── EXTRAIT DU TEXTE
Des travaux récents pointent vers le rôle d’une infection des gencives dans le développement de la maladie d’Alzheimer.
Avec la hausse de l’espérance de vie, en particulier dans les pays développés, un certain nombre de maladies liées au vieillissement du corps ou du cerveau sont de plus en plus fréquentes. Et si les maladies étaient historiquement classées dans des grands familles un peu arbitraires – infectieuses, auto-immunes, inflammatoires, cancéreuses, métaboliques, maladies liées au vieillissement… – la recherche a établi que bien souvent des microorganismes en sont responsables. Une nouvelle étude publiée dans la revue PLOS ONE nous apprend ainsi que le fait de ne pas se brosser les dents – et d’être en conséquence exposé à la « Porphyromonas gingivalis », une bactérie buccale – pourrait accélérer le développement de la maladie d’Alzheimer.
────
── EXTRAITS DE DONNÉES
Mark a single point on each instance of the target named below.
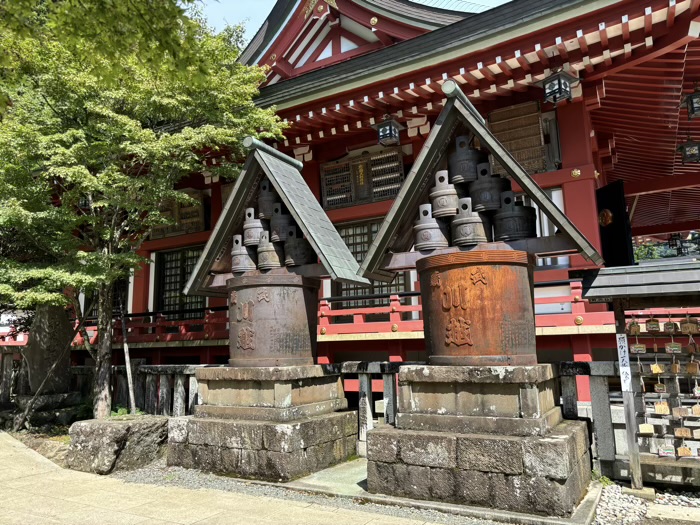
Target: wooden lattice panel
────
── EXTRAITS DE DONNÉES
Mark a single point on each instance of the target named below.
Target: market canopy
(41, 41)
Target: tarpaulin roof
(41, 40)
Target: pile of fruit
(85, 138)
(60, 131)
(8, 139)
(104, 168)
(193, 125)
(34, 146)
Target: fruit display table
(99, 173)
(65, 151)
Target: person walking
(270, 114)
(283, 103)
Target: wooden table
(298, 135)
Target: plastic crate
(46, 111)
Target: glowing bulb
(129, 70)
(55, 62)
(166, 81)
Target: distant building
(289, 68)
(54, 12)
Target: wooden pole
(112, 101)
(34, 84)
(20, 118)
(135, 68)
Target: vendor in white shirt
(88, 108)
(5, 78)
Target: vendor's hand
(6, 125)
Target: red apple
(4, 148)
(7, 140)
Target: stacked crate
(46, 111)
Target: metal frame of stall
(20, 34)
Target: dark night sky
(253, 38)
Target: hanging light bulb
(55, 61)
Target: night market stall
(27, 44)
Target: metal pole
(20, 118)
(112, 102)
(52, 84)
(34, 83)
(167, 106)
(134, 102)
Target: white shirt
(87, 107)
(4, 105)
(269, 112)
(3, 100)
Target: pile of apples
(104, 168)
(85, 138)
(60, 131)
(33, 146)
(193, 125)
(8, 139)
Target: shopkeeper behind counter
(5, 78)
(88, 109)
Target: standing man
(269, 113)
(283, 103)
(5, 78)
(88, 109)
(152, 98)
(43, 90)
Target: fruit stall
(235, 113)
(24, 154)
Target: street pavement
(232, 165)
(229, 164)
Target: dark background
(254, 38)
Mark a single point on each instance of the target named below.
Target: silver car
────
── EXTRAITS DE DONNÉES
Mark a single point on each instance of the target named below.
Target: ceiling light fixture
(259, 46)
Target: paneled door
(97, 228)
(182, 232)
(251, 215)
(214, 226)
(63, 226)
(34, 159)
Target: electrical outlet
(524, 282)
────
▸ **CONSIGNES**:
• 1. Recopiez mot pour mot, dans le texte sur les gencives et la maladie d'Alzheimer, le passage qui commence par les mots contenant « Avec la hausse » et se termine par « accélérer le développement de la maladie d’Alzheimer. ».
• 2. Poursuivez le texte sur les gencives et la maladie d'Alzheimer après sa dernière phrase.

▸ **RÉPONSES DANS L'ORDRE**:
• 1.
Avec la hausse de l’espérance de vie, en particulier dans les pays développés, un certain nombre de maladies liées au vieillissement du corps ou du cerveau sont de plus en plus fréquentes. Et si les maladies étaient historiquement classées dans des grands familles un peu arbitraires – infectieuses, auto-immunes, inflammatoires, cancéreuses, métaboliques, maladies liées au vieillissement… – la recherche a établi que bien souvent des microorganismes en sont responsables. Une nouvelle étude publiée dans la revue PLOS ONE nous apprend ainsi que le fait de ne pas se brosser les dents – et d’être en conséquence exposé à la « Porphyromonas gingivalis », une bactérie buccale – pourrait accélérer le développement de la maladie d’Alzheimer.

• 2.
« Depuis quatre, cinq ans, des expériences sont menées qui examinent le cerveau de personnes décédées suite à la maladie d’Alzheimer » explique Philippe Amouyel, professeur de santé publique au CHU de Lille, directeur d’une unité Inserm qui travaille sur les maladies liées au vieillissement et directeur de la Fondation Alzheimer. « Et les chercheurs se sont rendu compte que certains germes présents dans le cerveau, en particulier le ‘‘Porphyromonas gingivalis’’, qui est à l’origine de ces rougeurs, de ces petits saignements que l’on peut avoir en cas de mauvaise hygiène dentaire, sont plus présents chez les personnes atteintes de la maladie d’Alzheimer que ceux qui n’en avaient pas »
L’étude précitée a cherché à prouver ce lien surprenant. Pour observer l’impact de la bactérie sur la santé du cerveau, l’équipe a appliqué la bactérie parodontale dans la bouche de dix souris sauvages. Dix autres souris ont servi de groupe témoin. « Ce germe, le « Porphyromonas gingivalis », a été déposé sur leurs dents. On s’est rendu compte que la souris commençait à développer des petits troubles qui ressemblaient à ce qu’on peut décrire chez les patients atteints de la maladie d’Alzheimer » explique Philippe Amouyel. De fait, l’étude a montré que les souris infectées présentaient des quantités beaucoup plus élevées de bêta-amyloïde accumulée.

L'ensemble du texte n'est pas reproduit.